Source extract
To derive the dielectric properties of the soot from these measurement data, the influence of the air content of the porous sample was first removed using the mixing rule determined in [15]. The soot properties could then be derived from the difference between the properties of the soot-loaded samples and the soot-free filter substrate using the second mixing rule described in [15]. To account for the influence of air and cordierite content using the mixing rules, the densities of the filter substrate and the soot must be known. Therefore, the particle volume was measured using a gas pycnometer (Micromeritics AccuPyc 1330). For the cordierite-based filter substrate, a density of 2504 mg/cm³ was determined. Due to the small amount of engine soot available, it was not possible to measure the density of the soot particles. Instead, the particle density of the synthetic soot PrintexU, which was measured to be 1060 kg/m³, was used for the application of the mixing rule for all samples. This is in agreement with the values determined in [36,37,38] for engine soot of the same particle diameter.

3.3. Examination of the Filter Cores on a Lab Test Bench

The filter cores with a diameter of 48 mm were analyzed on a lab test bench. Here, the GPFs could be installed together with the canning already used on the engine test bench. The measurement setup is shown schematically in Figure 3a) and in a photograph in Figure 3b). The cylindrical resonator geometry with a length of 295 mm was defined by the wire screens installed upstream and downstream of the filter. The coaxial antennas required to measure the response of the RF sensor were located in adapter pieces connected to the canning. While the outer conductor was aligned with the inside of the canning, the inner conductor extended 25 mm into the canning. The scattering parameters were recorded using a vector network analyzer (VNA, Anritsu MS46322A, Atsugi, Kanagawa Prefecture, Japan) connected to the antennas. A synthetic exhaust gas flow of 40 L/min with nitrogen as carrier gas could be created via mass flow controllers. A close-to-real-world humidity of up to 10% could be established. Before passing through the GPF, the exhaust gas could be heated to up to 600 °C by an in-line heater. Heat losses through the outer walls of the cannings were reduced by heating elements installed there. This resulted in a maximum temperature gradient of 5 K between the thermocouples located outside of the resonator geometry during stationary operation. Owing to this small difference, the filter temperature T_GPF was defined as the mean value of the temperatures measured by the thermocouples. After the filter, a constant gas flow of 1 l/min was pumped through a Fourier-Transform Infrared spectrometer (FTIR, MKS Multigas 2030) for gas analysis.

Data segment

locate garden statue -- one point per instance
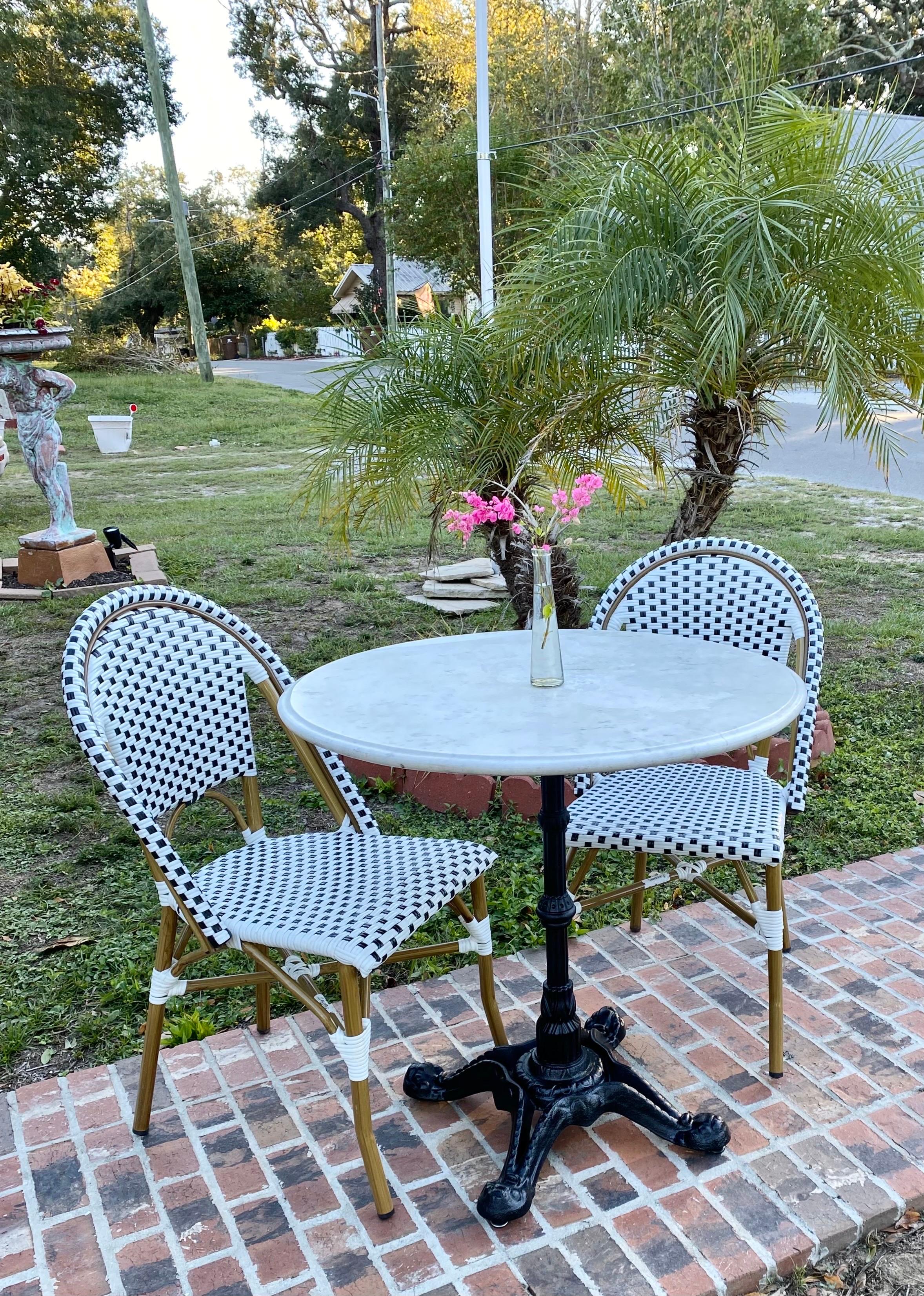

Your instructions
According to the filter excerpt, how long was the cylindrical resonator geometry defined by the wire screens? The listing is unrelated material, separate from the filter excerpt.

Written response
295 mm